# GIVEN INSTRUCTION:
Rewrite all of the material below, replacing "Tag every instance" with "Mark each occurrence" wherever it appears and changing nothing else. Omit the pictures from your answer.

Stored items
---
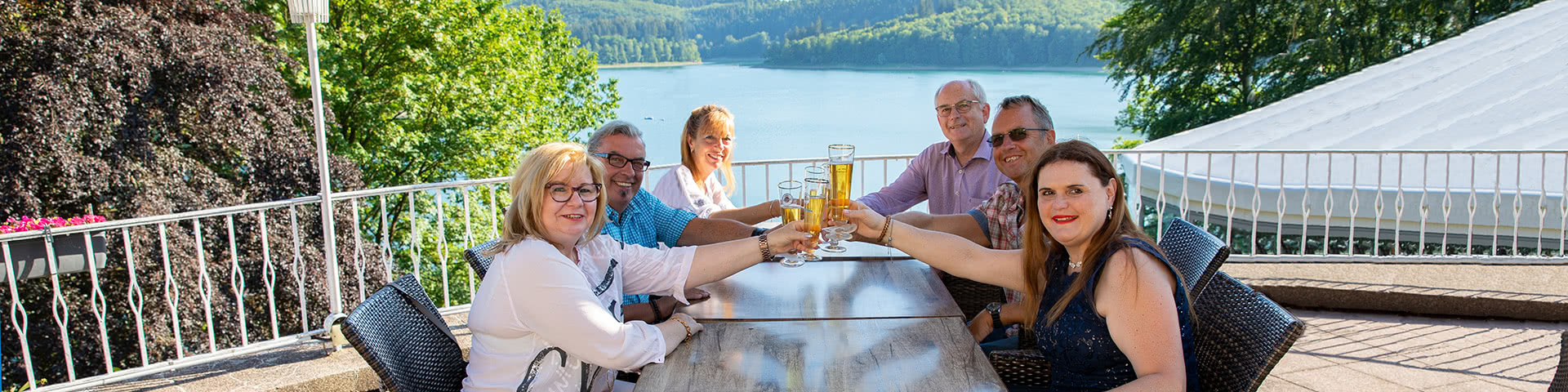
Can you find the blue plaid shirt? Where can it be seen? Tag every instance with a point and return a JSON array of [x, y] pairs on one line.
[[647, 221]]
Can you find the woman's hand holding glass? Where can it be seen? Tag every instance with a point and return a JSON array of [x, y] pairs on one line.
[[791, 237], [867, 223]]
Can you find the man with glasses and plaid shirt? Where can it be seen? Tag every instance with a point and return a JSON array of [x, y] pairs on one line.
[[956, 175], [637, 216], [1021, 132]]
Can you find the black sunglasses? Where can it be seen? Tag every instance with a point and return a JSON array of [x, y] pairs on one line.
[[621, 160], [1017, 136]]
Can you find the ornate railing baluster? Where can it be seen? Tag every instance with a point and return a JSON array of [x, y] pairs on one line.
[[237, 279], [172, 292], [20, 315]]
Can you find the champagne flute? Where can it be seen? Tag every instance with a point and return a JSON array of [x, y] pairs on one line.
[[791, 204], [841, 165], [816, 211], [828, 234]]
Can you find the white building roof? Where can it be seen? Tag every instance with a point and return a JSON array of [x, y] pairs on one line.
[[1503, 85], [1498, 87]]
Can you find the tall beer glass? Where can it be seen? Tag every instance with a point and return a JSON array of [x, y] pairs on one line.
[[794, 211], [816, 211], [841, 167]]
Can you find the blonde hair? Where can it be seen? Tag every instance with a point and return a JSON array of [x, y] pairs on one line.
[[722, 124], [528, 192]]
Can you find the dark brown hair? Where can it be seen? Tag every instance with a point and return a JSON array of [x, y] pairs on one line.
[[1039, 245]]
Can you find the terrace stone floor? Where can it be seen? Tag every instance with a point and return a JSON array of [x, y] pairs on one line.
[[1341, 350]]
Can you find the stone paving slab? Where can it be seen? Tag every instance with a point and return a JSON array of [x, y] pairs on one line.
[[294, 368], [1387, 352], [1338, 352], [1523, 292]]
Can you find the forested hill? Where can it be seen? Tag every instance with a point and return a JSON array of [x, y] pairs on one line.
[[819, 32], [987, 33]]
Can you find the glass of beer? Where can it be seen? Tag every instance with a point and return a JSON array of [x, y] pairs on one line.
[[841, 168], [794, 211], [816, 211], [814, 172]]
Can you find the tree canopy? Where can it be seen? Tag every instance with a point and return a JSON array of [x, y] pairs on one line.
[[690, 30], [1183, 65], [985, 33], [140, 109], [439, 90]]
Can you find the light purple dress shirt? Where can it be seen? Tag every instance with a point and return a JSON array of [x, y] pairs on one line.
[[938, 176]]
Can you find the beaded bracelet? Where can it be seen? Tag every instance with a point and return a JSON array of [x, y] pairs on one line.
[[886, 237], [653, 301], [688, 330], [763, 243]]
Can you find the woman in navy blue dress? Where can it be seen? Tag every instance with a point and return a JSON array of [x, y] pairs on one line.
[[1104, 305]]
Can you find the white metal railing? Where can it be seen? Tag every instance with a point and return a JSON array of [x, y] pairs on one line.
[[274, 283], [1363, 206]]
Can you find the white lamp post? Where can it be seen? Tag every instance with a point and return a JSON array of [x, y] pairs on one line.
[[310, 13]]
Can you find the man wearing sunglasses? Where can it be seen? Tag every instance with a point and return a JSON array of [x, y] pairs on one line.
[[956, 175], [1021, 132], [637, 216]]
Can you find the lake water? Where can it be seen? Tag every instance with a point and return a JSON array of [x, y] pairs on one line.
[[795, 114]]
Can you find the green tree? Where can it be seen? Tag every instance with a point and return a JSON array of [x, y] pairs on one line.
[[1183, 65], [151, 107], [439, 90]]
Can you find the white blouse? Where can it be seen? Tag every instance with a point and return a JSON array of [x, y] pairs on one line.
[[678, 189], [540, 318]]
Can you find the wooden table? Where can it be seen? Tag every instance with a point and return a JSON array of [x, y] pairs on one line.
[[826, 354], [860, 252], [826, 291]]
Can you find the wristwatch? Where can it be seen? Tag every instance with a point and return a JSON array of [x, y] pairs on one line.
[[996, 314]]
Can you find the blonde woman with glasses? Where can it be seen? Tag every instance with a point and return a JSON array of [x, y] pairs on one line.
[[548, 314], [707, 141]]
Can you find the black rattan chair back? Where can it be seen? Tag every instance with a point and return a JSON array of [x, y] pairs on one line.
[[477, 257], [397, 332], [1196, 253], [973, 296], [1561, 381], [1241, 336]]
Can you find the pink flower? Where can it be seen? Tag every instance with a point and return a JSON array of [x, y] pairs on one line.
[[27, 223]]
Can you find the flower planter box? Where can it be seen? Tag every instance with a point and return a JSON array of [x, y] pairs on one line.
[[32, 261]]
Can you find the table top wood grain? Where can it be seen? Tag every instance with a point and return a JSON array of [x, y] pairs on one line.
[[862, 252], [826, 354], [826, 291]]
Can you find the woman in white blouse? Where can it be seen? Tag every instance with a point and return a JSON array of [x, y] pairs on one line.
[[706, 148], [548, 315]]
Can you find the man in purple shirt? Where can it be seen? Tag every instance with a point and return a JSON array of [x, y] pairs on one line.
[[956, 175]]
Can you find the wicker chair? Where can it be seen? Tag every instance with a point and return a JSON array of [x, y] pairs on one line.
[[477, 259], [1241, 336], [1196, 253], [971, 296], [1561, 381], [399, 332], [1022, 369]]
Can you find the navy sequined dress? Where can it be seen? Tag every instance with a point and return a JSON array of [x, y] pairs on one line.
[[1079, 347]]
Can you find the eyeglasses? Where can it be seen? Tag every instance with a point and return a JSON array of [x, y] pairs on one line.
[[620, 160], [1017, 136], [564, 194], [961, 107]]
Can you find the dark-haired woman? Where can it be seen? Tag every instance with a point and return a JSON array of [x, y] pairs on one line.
---
# EXERCISE SOLUTION:
Can you find the blue plaid shirt? Where can it be seen? Mark each occurrence with a point and return a JSON array of [x, y] pairs on one line.
[[647, 221]]
Can you find the woman's hand holding glass? Where can it be seen? Mark each occurrence with a point and return a JSON array of [x, y] pairs on one line.
[[791, 237], [867, 223]]
Can you find the man with glasses and plaid shirt? Where can it be seen? Mark each occurrence with a point and return a JSON array of [x, y] pairs on one line.
[[956, 175], [637, 216], [1021, 132]]
Can you find the black sunglasses? Where can it be seen? Mark each occurrence with a point and return a JSON array of [x, y] pairs on one line.
[[621, 160], [1017, 136]]
Can you find the ornate railing baluster? Where can it be seen? Mark each occurrence with a point and return a JSON array of [x, y] pairs on one line.
[[237, 279], [172, 292], [20, 315]]
Can you find the champagne flute? Where can it be seen? Mark each occurrence with a point and return a JSON array of [x, y] pairs on one line.
[[791, 204], [841, 165], [816, 211], [828, 234]]
Can you find the white building roof? Where can it be seen? Mark each occurrence with a point and return a JSON array of [x, y] pairs on one line.
[[1503, 85], [1498, 87]]
Can you find the tall beer glass? Where can it be seen? Mark each occurrence with a point and return a JSON array of [x, y] pairs on one line.
[[794, 211], [816, 211], [841, 167]]
Can you find the blonde hair? Where can it be seen? Mark each occurrence with a point and return a JSON array of [x, y] pairs on one line.
[[722, 124], [528, 192]]
Can you find the dark brown hair? Where can it be seen? Mark each occurrence with a point and return a JSON array of [x, y] pairs on one line.
[[1039, 245]]
Can you find the terrace stone floor? Where can it be seen? Mark each occurrence with a point and return a JSON array of [x, y] pairs on one line.
[[1341, 350]]
Can you find the stone paving slab? Where can it be seen? Mark each occurrence with a point and return a JSON array of [x, y] pairs on one line.
[[294, 368], [1387, 352], [1338, 352], [1523, 292]]
Can you find the forested hill? Where can it be seen? Mark each occurrence with a point and return a JSON array of [x, y] pairs on one line.
[[819, 32], [987, 33]]
Can you find the glass of beer? Where can it be seen? Mark each occurrence with a point and return a JSON array of [x, y] pairs on one line.
[[841, 168], [794, 211], [816, 211], [814, 172]]
Can you find the tree canopy? Where can it be seen? Mark each occurrence with a point and return a JSON array of [x, y] pairs on one line.
[[690, 30], [1183, 65], [985, 33], [140, 109], [439, 90]]
Can you find the light purple dress shirt? Where can it be seen? Mark each occurrence with a point and return a JSON array of [x, y] pairs on one line.
[[938, 176]]
Can you find the beaded bracelet? Where can it be seen? Mark each occurrence with a point and return a JSON array of [x, y] pairs on one line.
[[886, 237], [653, 301], [688, 330], [763, 243]]
Can you find the woman in navy blue dress? Where can it be seen? Mark each occurrence with a point and return a JSON array of [x, y] pairs on one line.
[[1104, 305]]
Can you find the white metal railing? Where can it be seen? Mark each occurrence with a point and return a JSON array of [x, y] pairs on one line.
[[274, 283], [1363, 206]]
Can you find the white lamp post? Where can it be seen? Mark each occurrence with a point and return a JSON array of [x, y] pairs on one line.
[[310, 13]]
Can you find the man wearing sunglasses? Where can it be seen? Mark each occurrence with a point and return a JSON array of [x, y] pairs on one line.
[[956, 175], [1021, 132], [637, 216]]
Can you find the lake water? Where can it be seen? Mark each occurrence with a point and return a JSON array of [x, y] pairs on one line.
[[795, 114]]
Can you find the green tree? Where can it be seen? Mark each occurrence with a point and return a JSON array of [x, y] pairs on one line.
[[1183, 65], [151, 107], [439, 90]]
Can you find the white blouse? Where can it be seen? Mark each occurrence with a point and return a JSON array of [x, y] pairs on one line.
[[678, 189], [540, 318]]
Can you find the wooden table? Where can it be seen? Mark each occurrence with a point and return a JSON array of [x, y] pairs on one line.
[[826, 354], [860, 252], [826, 291]]
Can you find the wristwatch? Where can it be seen? Mark each occurrence with a point and return a JSON array of [x, y] pairs on one line.
[[996, 314]]
Can you find the blonde woman with glasses? Where can it be seen? Mark each occurrence with a point and return a JSON array of [x, y] pairs on one line.
[[548, 314], [707, 141]]
Can you find the black rattan chair back? Where can it be seen? Mark each occurrence with a point and return a JSON array of [x, y] pairs on one line.
[[477, 257], [397, 332], [1196, 253], [973, 296], [1561, 381], [1241, 336]]
Can you find the pink flower? Where can it be seen? Mark each occurrence with a point and return a JSON array of [x, y] pairs on one line.
[[27, 223]]
Can you find the flower planter box? Where can it be seen? Mark each occurrence with a point and return a JSON array of [x, y] pairs on one line.
[[32, 261]]
Can you find the table top wood grain? Where can it be seen? Mark each occurrence with a point and return a JSON array of [x, y] pairs on one line.
[[862, 252], [826, 354], [826, 291]]
Can you find the woman in white blouse? Where can it be seen? Mark each occurrence with a point and return a JSON array of [x, y] pairs on one line.
[[706, 148], [548, 315]]
Can you find the man in purple shirt? Where can it be seen? Mark each occurrence with a point and return a JSON array of [x, y] pairs on one line.
[[956, 175]]
Can you find the wicker chair? Where can it be seen? Mark each occurrence with a point and return a JSON array of [x, y] pairs on one line.
[[477, 259], [1241, 336], [1196, 253], [971, 296], [1561, 381], [399, 332], [1022, 369]]
Can you find the navy sequined dress? Where can it be seen? Mark each occurrence with a point and return a JSON array of [x, y] pairs on one line.
[[1079, 347]]
Can you find the eyeglasses? Where can it be seen? Mark each occurrence with a point and return a JSON array of [x, y] pairs on one line.
[[620, 160], [1017, 136], [564, 194], [961, 107]]
Can you find the dark-haired woman? Where can it be seen? Mark each occurrence with a point and return a JSON array of [x, y] pairs on one line.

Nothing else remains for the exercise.